> _What you are asked to do_
Scan the entries below for the word "shape", then copy each line that holds it.

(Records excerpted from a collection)

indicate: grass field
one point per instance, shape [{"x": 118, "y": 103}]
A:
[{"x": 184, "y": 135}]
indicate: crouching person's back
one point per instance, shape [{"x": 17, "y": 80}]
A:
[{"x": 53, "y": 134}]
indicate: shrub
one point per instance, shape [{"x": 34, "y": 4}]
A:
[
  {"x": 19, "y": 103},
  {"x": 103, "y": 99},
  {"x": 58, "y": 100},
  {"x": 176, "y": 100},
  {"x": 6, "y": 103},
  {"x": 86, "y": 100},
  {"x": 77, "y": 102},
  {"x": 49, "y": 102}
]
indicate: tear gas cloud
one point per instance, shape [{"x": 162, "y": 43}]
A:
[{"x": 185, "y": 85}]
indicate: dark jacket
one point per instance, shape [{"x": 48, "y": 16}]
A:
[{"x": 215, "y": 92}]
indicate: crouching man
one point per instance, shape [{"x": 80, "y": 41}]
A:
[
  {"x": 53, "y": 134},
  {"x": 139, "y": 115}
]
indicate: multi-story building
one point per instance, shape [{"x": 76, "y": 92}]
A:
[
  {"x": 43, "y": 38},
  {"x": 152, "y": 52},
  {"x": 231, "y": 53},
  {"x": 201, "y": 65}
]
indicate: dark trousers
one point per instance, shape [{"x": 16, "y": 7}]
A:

> _Answer area_
one point per instance, shape [{"x": 118, "y": 103}]
one point per instance, shape [{"x": 17, "y": 80}]
one point per instance, shape [{"x": 34, "y": 4}]
one point per instance, shape [{"x": 162, "y": 43}]
one point per instance, shape [{"x": 48, "y": 16}]
one point per instance, shape [{"x": 80, "y": 41}]
one point per instance, shape [{"x": 76, "y": 92}]
one point per instance, shape [{"x": 16, "y": 7}]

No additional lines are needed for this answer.